(I've been forgetting to hit Publish the last while, meaning my posts have been late. Today I meant to save my Friday post as a draft, and apparently hit Publish instead. I wasn't even sure I wanted to post this. Too late to retract it now, with several comforting comments from dear friends. Ah, well - full steam ahead :))
I've always been on the shy side, personality wise.
But when my dad had his stroke, I had to learn to step out of my comfort zone. Because I was involved with his treatment from the day he went to the hospital, and because his brain was affected by age and the stroke, my brain became the repository for all the bits and pieces of information that he would otherwise have stored in his head to deal with the health care system - everyone from caregivers to paramedics to nurses and doctors. I became familiar with his conditions, his medications, his prior treatments, his appointment dates and times, his specialists' names, his food preferences, his abilities, his Everything, as he travelled the path of life in his last eight years. He often introduced me to people as "my daughter, my right hand."
I found it hard to speak up: to ask for what he needed; to "bother" people for a blanket or help shifting him to a more comfortable position or giving him his puffer or finding missing clothing; to question a doctor's prescription or a nurse's behavior; to stand up to those who, for some reason I cannot fathom, had chosen to go into a helping profession without a basic level of empathy for vulnerable patients. But I did it, and it got a bit easier as the years went by.
Let me take a moment here to add that the great majority of the people Dad and I encountered were caring and capable, and if not capable, at least well-intentioned. I am so thankful to them. But there were a surprising number of the other kind, more than I ever would have expected, and my fervent wish for them is that they become a patient of an arrogant, loud, rough medical professional or caregiver some day. For many, many days on end. Years, even. Pah!
As I was saying.

> _Supplied information_

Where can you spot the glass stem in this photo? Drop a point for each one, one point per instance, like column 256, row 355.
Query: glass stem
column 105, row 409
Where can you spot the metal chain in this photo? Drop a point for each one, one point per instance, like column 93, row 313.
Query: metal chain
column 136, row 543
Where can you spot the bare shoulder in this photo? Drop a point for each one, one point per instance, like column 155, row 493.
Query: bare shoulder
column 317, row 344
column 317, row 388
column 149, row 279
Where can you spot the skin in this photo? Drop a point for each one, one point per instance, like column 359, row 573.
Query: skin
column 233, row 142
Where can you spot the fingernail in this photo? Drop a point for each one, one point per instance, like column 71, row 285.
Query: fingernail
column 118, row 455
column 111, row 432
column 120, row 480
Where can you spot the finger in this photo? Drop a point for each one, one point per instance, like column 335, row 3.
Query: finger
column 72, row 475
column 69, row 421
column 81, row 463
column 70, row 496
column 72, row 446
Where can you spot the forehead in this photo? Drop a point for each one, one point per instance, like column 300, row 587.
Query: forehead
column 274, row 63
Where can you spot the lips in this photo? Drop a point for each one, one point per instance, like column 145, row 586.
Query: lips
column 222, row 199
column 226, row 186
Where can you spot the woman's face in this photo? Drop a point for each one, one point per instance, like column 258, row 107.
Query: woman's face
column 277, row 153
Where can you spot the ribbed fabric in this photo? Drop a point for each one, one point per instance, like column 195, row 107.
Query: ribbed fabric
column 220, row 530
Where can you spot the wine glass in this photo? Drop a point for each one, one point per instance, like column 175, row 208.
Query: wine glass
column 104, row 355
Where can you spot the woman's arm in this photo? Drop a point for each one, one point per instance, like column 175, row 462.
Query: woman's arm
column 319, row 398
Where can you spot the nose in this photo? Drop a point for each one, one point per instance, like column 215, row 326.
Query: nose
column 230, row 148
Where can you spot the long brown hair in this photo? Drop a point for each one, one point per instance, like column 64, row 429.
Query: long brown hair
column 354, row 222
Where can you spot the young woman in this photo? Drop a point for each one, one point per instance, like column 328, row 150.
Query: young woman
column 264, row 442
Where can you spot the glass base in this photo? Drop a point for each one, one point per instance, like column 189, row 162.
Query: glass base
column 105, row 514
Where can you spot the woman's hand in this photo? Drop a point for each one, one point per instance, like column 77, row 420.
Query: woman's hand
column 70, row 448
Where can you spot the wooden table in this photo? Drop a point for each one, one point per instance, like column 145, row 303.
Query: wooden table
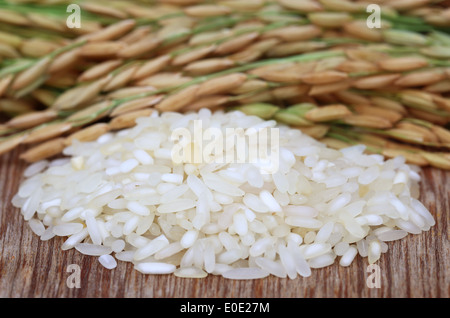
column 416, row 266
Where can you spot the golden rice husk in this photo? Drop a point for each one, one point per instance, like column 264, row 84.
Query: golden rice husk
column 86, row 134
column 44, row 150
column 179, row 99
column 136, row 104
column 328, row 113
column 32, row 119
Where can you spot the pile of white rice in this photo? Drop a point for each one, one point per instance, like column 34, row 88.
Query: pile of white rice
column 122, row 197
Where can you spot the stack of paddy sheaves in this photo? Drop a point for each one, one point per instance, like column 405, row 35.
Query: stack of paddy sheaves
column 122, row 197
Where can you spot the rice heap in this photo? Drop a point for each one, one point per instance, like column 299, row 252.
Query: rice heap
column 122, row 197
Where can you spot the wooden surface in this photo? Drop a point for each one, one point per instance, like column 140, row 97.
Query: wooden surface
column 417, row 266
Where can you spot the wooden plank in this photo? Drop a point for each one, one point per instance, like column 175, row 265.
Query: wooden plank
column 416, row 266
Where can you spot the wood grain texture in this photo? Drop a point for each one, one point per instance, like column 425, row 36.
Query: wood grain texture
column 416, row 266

> _Task instructions_
1. Answer these questions from the caregiving post, one answer a line:
(a) What did the writer mean to do with the Friday post?
(b) For how many years of his life does the writer describe following the father's path?
(c) How did the father often introduce the writer to people?
2. Write out the part of the caregiving post starting with "I found it hard" and going on through "years went by.".
3. Carry the caregiving post further from the point where it stops.
Nothing in the items is needed here.

> _Results by task_
1.
(a) Save it as a draft.
(b) Eight years.
(c) As "my daughter, my right hand."

2.
I found it hard to speak up: to ask for what he needed; to "bother" people for a blanket or help shifting him to a more comfortable position or giving him his puffer or finding missing clothing; to question a doctor's prescription or a nurse's behavior; to stand up to those who, for some reason I cannot fathom, had chosen to go into a helping profession without a basic level of empathy for vulnerable patients. But I did it, and it got a bit easier as the years went by.

3.
I learned to speak up, for my dad's sake. But since his death, I feel like I've lost my voice again. I don't like to call people. Any people. I don't like to arrange things. I don't like to make appointments for myself. I don't like to go to appointments for myself.
I gave myself six months of cocooning time and forgiveness; it didn't seem enough. It's been over a year now; I'm getting worse. I put off going to physiotherapy for my hip for six weeks, telling myself that I just needed more exercise in general, I needed to do my old physio exercises, I needed to fill in for work vacations, I needed to clean the house ... I used similar reasons to put off calling the dentist to have an adjustment done to a crown that's been living in my mouth for over three months now.
There is a list on my cupboard of all the things I should do, and the list is getting longer, not shorter. Things are piling up, and I can't seem to Just Do Them. The calls are the worst part by far. What is it about picking up the phone and talking to people that has me so knotted up?
I don't have a clue.
I took a week off work to try to get my physio started. I have succeeded in that, at least.
May it be only the beginning. May I be on my way out of this fog. May I cease to dread talking on the phone. May I get over being so rattled that I forget to give medical personnel important information. May I stop looking like a deer in the headlights, as they say here, meaning frozen in place.
May I come out of my second childhood of painful shyness and, once and for all, grow up.